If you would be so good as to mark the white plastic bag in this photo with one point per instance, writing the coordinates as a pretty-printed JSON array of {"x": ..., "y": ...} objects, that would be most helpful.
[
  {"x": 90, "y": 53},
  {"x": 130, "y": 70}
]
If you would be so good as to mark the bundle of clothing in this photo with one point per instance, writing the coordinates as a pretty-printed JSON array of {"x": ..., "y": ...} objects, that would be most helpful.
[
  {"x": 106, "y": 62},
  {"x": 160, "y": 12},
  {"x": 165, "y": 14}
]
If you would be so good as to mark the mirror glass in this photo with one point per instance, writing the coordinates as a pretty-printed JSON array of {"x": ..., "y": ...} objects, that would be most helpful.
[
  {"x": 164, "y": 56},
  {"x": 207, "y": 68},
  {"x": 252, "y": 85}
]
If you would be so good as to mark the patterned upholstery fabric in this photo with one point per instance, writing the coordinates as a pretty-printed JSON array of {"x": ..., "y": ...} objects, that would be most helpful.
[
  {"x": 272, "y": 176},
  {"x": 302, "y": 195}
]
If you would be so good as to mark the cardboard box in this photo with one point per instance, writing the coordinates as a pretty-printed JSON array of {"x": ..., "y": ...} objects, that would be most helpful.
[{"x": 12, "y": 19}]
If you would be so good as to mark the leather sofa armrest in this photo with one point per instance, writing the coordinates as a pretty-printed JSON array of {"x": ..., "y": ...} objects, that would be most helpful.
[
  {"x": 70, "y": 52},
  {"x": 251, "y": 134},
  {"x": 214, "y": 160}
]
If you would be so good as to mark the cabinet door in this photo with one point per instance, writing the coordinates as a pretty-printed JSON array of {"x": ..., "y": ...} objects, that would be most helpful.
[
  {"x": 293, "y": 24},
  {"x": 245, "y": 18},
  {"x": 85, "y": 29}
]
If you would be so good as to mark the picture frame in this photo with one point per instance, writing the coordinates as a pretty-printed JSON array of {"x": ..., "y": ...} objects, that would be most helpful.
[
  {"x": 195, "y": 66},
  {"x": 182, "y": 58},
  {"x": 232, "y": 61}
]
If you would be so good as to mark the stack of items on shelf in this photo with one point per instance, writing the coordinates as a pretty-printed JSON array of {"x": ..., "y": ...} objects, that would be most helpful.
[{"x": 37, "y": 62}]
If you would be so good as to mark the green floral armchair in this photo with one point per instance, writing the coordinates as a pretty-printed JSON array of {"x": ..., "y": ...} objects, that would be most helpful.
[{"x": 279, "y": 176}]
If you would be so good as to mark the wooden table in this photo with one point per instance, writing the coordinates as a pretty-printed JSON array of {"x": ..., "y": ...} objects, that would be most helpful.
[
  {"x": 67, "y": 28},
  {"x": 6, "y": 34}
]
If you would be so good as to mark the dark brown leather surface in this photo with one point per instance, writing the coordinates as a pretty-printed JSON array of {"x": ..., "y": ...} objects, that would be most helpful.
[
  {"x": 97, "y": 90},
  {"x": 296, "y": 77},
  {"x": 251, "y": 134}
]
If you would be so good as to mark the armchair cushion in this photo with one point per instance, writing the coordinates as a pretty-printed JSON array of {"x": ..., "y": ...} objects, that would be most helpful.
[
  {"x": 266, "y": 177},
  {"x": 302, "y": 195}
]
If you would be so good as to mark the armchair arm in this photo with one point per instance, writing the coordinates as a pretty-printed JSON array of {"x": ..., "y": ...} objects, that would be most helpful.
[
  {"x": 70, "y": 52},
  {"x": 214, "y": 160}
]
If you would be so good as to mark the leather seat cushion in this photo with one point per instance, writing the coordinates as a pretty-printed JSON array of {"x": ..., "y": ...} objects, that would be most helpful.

- **TASK STATEMENT**:
Print again each line of the listing above, exactly as it appears.

- **FULL OUTPUT**:
If you would be so good as to mark the white plastic bag in this photo with one point per instance, writing the coordinates as a pretty-printed JSON array of {"x": ..., "y": ...} objects, that would be most helpful.
[
  {"x": 90, "y": 53},
  {"x": 130, "y": 70}
]
If you would be so good as to mark the bundle of clothing in this photo with one point per instance, writing the coordinates as a pretty-printed JSON array of {"x": ..., "y": ...} objects, that would be most helpful.
[
  {"x": 106, "y": 62},
  {"x": 160, "y": 12},
  {"x": 165, "y": 14}
]
If you would be so good as to mark the mirror glass in this photo with one point per instance, writing the coordinates as a pretty-printed JSON array of {"x": ..., "y": ...} objects, that would be most helpful.
[
  {"x": 164, "y": 56},
  {"x": 207, "y": 68},
  {"x": 252, "y": 85}
]
If you would be so good as to mark the patterned upholstery fabric in this photo with one point per instance, writing the coordinates as a pretty-printed JSON array of {"x": ..., "y": ...} objects, that would be most helpful.
[
  {"x": 272, "y": 176},
  {"x": 302, "y": 195}
]
If you would be so good as to mark the cardboard box in this photo with one point per instance, writing the coordinates as a pretty-printed JSON array of {"x": ..., "y": ...} objects, that would be most helpful.
[{"x": 12, "y": 19}]
If you would be so good as to mark the leather sofa armrest in this photo with one point per instance, writing the coordinates as a pretty-printed JSON array of {"x": ..., "y": ...} objects, that would be most helpful.
[
  {"x": 70, "y": 52},
  {"x": 251, "y": 134},
  {"x": 214, "y": 160}
]
If you would be so good as to mark the cabinet door in this photo with one point per instance, writing the coordinates as a pretty-printed JSON array of {"x": ..., "y": ...} objects, that would be most helpful.
[
  {"x": 293, "y": 24},
  {"x": 245, "y": 18},
  {"x": 85, "y": 29}
]
If you would be so good as to mark the picture frame in this photo with one point per instance, writing the coordinates as a pretty-printed JSON array of {"x": ..., "y": ...} objects, that would be most helpful.
[
  {"x": 195, "y": 66},
  {"x": 182, "y": 58},
  {"x": 232, "y": 61}
]
If you would be so good as to mark the stack of items on shelf in this photo with one point per instance, writing the coordinates as a pretty-printed JSON array of {"x": ..., "y": ...} objects, that would be most helpful.
[{"x": 37, "y": 62}]
If you would be so good as to mark the green floral armchair in this photo with one point per instance, writing the coordinates as a pretty-printed JSON array of {"x": ..., "y": ...} objects, that would be most helpful.
[{"x": 279, "y": 176}]
If you would be so good as to mark the wooden table in this photo with one point per instance, writing the coordinates as a pretty-printed JSON array of {"x": ..., "y": ...} objects, that would be most helpful.
[
  {"x": 67, "y": 28},
  {"x": 6, "y": 34}
]
If you would be so good as to mark the dark brown leather surface in this photo with one point per instance, writing the coordinates as a pretty-printed JSON array of {"x": ..., "y": ...} objects, that would be most helpful.
[
  {"x": 97, "y": 90},
  {"x": 296, "y": 77},
  {"x": 251, "y": 134}
]
If you would be so good as to mark the armchair cushion in this photo with one point per instance, writing the coordinates as a pretty-printed JSON array of {"x": ..., "y": ...} objects, that would be most helpful.
[
  {"x": 266, "y": 177},
  {"x": 302, "y": 195}
]
If you would be so good as to mark the armchair arm in this photo with one point per instance, writing the coordinates as a pretty-printed JSON array of {"x": ..., "y": ...} objects, that would be most helpful.
[
  {"x": 70, "y": 52},
  {"x": 214, "y": 160}
]
If you would be so good as to mark the leather seat cushion in this photo with one point per instance, writing the coordinates as a pretty-printed JSON array of {"x": ..., "y": ...} objects, that would be most helpful.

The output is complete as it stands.